■ Data entries:
[Start of section]

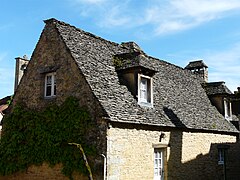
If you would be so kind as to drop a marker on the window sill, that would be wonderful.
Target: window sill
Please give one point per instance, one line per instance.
(50, 97)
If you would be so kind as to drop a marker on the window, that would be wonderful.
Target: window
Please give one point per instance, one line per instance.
(50, 85)
(227, 109)
(158, 164)
(221, 155)
(145, 90)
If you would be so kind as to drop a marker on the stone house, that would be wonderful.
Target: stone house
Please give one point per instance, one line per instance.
(155, 120)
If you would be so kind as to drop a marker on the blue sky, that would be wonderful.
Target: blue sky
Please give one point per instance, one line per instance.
(177, 31)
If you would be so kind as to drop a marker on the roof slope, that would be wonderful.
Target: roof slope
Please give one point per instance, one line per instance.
(179, 99)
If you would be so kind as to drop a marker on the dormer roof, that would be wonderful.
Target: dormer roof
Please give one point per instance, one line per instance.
(216, 88)
(179, 99)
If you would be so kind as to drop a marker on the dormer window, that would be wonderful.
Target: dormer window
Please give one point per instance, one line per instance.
(227, 109)
(145, 97)
(50, 85)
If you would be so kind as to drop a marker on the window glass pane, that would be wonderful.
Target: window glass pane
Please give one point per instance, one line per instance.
(143, 89)
(54, 93)
(49, 80)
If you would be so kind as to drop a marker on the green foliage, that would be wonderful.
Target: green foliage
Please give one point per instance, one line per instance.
(117, 61)
(31, 138)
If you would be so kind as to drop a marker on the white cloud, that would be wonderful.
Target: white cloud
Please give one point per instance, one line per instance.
(225, 66)
(179, 15)
(90, 1)
(163, 16)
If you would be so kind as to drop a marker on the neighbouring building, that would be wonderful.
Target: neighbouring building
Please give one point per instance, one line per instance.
(4, 103)
(155, 119)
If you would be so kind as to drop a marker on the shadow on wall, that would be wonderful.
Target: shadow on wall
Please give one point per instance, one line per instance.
(203, 166)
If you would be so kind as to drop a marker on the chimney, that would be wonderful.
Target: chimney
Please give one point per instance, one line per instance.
(21, 65)
(200, 68)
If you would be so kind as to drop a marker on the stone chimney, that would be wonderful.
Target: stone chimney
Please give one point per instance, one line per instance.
(200, 68)
(21, 66)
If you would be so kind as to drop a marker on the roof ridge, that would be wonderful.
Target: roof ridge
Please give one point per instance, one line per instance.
(55, 21)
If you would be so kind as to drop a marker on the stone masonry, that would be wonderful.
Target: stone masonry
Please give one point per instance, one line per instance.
(189, 155)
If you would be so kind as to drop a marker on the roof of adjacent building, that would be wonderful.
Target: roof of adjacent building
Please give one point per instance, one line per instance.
(216, 88)
(196, 64)
(178, 97)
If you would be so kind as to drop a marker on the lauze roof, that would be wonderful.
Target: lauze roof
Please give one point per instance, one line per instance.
(178, 98)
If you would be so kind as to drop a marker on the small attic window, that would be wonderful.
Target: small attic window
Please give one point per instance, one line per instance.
(145, 94)
(50, 85)
(227, 109)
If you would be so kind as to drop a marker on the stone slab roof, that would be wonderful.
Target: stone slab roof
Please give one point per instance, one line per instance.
(196, 64)
(179, 99)
(216, 88)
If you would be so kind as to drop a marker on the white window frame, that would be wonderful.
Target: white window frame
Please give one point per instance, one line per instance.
(52, 85)
(148, 101)
(158, 164)
(227, 109)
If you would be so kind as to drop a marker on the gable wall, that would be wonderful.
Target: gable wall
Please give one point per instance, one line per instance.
(189, 155)
(51, 52)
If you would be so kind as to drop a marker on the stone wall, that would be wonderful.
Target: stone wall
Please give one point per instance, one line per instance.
(52, 55)
(189, 155)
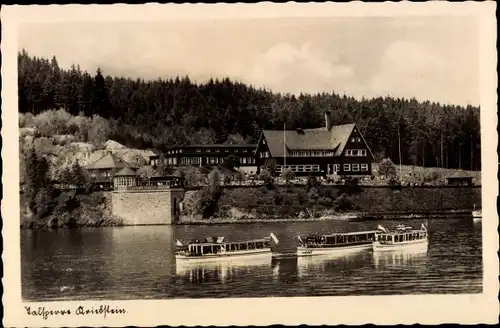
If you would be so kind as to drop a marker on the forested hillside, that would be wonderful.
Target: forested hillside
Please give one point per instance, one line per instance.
(174, 110)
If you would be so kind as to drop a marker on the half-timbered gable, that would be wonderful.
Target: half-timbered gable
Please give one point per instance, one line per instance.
(339, 149)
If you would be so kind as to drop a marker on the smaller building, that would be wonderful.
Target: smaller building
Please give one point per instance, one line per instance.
(124, 178)
(102, 171)
(459, 178)
(201, 155)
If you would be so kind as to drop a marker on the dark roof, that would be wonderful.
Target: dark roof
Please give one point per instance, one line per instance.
(126, 172)
(320, 139)
(108, 161)
(460, 174)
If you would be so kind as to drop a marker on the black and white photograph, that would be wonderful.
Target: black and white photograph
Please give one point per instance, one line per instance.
(224, 156)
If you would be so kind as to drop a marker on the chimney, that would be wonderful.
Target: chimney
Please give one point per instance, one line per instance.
(328, 120)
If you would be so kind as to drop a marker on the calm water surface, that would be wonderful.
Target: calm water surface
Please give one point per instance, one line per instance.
(139, 263)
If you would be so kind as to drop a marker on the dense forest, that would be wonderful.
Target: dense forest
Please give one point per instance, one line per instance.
(165, 112)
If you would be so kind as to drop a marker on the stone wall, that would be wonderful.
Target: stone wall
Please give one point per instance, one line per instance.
(147, 207)
(371, 200)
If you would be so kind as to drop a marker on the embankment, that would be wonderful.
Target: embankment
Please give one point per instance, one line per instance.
(255, 204)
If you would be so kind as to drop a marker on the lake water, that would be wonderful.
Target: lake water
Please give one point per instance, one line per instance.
(138, 263)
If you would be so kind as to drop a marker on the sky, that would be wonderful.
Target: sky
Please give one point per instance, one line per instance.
(429, 58)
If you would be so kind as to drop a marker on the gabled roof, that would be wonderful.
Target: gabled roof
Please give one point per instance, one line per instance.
(460, 174)
(108, 161)
(320, 139)
(125, 172)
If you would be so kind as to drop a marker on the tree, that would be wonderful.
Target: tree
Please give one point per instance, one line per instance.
(270, 165)
(265, 176)
(231, 162)
(36, 175)
(287, 175)
(77, 175)
(100, 100)
(387, 168)
(99, 131)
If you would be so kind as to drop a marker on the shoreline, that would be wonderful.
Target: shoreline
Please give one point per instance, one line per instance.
(349, 218)
(353, 217)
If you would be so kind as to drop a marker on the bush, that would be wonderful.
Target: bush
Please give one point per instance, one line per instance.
(278, 198)
(343, 203)
(287, 175)
(387, 168)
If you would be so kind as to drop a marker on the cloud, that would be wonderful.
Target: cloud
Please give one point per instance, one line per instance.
(408, 69)
(285, 68)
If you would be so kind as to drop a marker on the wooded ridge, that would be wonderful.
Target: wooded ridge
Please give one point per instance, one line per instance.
(176, 111)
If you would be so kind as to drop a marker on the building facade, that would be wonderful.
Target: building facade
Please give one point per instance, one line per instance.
(101, 172)
(202, 155)
(339, 149)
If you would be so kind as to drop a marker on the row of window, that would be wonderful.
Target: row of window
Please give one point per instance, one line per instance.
(125, 181)
(213, 160)
(355, 167)
(355, 139)
(308, 153)
(208, 150)
(355, 152)
(299, 168)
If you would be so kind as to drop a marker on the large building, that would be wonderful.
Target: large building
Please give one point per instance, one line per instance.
(339, 149)
(201, 155)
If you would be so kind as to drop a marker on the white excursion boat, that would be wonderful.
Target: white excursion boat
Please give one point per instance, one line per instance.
(336, 243)
(218, 249)
(402, 237)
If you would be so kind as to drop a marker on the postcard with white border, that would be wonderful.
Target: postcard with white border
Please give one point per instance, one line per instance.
(249, 164)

[End of section]

■ DIRECTIONS FOR THIS TASK:
Looking at the entries above, count the lines that hold the string "wall" and reply with the count alone.

■ ANSWER SECTION:
8